● TRY IT:
Please give back, exactly as written, only the line containing "Where can you spot the brown" and every line after it until the data below ends.

● DATA UNDER STUDY:
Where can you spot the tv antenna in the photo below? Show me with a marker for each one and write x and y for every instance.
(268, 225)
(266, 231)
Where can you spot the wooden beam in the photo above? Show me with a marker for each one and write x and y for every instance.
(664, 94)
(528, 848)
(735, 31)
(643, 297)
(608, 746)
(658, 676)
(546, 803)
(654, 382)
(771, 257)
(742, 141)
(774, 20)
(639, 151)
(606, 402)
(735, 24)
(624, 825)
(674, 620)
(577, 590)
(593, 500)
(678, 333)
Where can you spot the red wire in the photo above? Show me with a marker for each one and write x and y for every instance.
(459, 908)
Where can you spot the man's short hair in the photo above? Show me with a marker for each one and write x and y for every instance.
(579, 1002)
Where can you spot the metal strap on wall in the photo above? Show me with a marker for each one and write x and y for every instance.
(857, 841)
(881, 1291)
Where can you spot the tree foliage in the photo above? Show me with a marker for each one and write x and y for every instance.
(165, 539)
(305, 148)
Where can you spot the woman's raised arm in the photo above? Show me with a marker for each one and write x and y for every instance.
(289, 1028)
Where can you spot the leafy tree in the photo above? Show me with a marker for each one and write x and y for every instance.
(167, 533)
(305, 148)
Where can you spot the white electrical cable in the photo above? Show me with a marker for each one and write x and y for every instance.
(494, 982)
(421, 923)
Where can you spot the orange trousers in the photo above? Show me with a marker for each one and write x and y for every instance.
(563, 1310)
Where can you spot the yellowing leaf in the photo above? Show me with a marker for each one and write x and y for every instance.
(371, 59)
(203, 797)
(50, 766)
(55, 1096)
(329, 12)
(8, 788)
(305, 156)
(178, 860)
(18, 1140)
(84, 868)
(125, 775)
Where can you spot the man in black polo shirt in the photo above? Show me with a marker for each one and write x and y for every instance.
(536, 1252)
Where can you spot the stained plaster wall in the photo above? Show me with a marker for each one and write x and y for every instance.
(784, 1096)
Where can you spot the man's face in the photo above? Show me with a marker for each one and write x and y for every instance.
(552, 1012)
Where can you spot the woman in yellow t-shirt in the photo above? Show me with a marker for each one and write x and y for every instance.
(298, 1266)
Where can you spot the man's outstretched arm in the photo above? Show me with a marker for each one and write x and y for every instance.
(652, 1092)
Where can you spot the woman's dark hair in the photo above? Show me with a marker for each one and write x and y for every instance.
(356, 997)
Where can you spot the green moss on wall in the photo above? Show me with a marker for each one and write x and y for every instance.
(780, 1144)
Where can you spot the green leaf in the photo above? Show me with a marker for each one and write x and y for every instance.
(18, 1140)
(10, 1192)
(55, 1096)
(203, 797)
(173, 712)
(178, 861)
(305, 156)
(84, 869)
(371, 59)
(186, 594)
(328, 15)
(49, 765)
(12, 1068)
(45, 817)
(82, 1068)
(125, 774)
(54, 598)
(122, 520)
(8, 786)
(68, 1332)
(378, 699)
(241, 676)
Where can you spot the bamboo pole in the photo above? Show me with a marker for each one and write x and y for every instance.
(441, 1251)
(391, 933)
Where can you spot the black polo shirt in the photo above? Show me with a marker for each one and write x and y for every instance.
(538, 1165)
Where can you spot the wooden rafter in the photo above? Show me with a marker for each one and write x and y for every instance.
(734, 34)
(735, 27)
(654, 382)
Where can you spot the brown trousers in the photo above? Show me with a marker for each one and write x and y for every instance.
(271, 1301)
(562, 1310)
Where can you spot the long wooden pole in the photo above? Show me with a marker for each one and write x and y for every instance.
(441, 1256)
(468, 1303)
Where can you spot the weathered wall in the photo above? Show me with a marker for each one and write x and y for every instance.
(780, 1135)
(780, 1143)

● RESULT OF THIS EXERCISE:
Where can you spot the brown trousers in the photo above? Show me with a marker for each one and write x and y for every instance.
(271, 1301)
(562, 1310)
Where can you spot the long wooden pole in the photo above? Show me with a marker for each one and write x and y for every instance.
(441, 1256)
(468, 1303)
Where can you spot the weathered wall in the photo above? Show me with a marker for each one and write x and y for every instance.
(780, 1135)
(780, 1143)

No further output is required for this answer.